The contact element 6, 6' is shown in FIG. 5. The contact element
6, 6' has the connection terminal 19 at a first end and a contact
area 20 at an opposite second end. The first end of the contact
element 6, 6' extends parallel to a longitudinal direction of the
connector housing 3 and corresponds to a mounting direction of the
electric cable 16, 16' in the connection terminal 19. The
connection terminal 19 and the contact area 20 are connected by an
intermediate part 23 which has a shape complementary to the
connector housing 3 and which forms a bend so that the connection
terminal 19 is substantially perpendicular to the contact area 20.
The contact area 20 extends in the plug-in direction E. The contact
area 20 electrically contacts a respective mating contact element
22, for example a contact pin, of the mating connector 2 when the
electrical connector 1 and the mating connector 2 are connected in
the plug-in direction E.
The short-circuiting member 7, as shown in FIG. 1, is an
electrically conductive element which is distinct from the contact
elements 6, 6'. The short-circuiting member 7 is disposed on the
activation member 8 as shown in FIGS. 2A-2C, 4, 6 and 7B. The
short-circuiting member 7 is an electrically conductive linking
piece and has as many arms or branches as there are contact
elements 6, 6' to be short-circuited in a deactivation position. In
the shown embodiment, the short-circuiting member 7 has two
short-circuiting arms 24, 24' which form a substantially U-shaped
geometry starting from their common end 14.
The activation member 8, which is in a deactivation position in
FIG. 3, is preassembled on the connector housing 3 in the
deactivation position. The activation member 8 has locking lugs 26,
shown in FIG. 1, preventing the activation member 8 from being
unintentionally removed from the connector housing 3 by engaging
with mating locking members (not shown) of the connector housing 3.
The activation member 8 has an actuation surface 27 substantially
perpendicular to the plug-in direction E when the activation member
8 is preassembled on the connector housing 3.

= Data provided =
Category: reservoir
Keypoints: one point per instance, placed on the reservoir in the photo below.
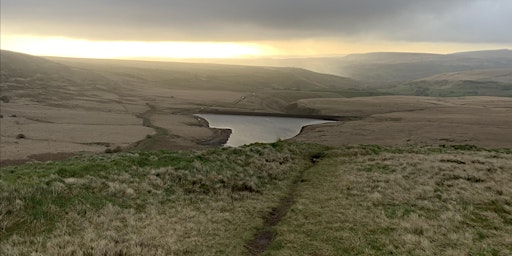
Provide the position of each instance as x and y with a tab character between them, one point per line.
251	129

= What is required =
Could you copy out, word for word, the stretch of the connector passage that opens with the words containing "The activation member 8, which" and closes with "of the connector housing 3."?

= Task output =
The activation member 8, which is in a deactivation position in
FIG. 3, is preassembled on the connector housing 3 in the
deactivation position. The activation member 8 has locking lugs 26,
shown in FIG. 1, preventing the activation member 8 from being
unintentionally removed from the connector housing 3 by engaging
with mating locking members (not shown) of the connector housing 3.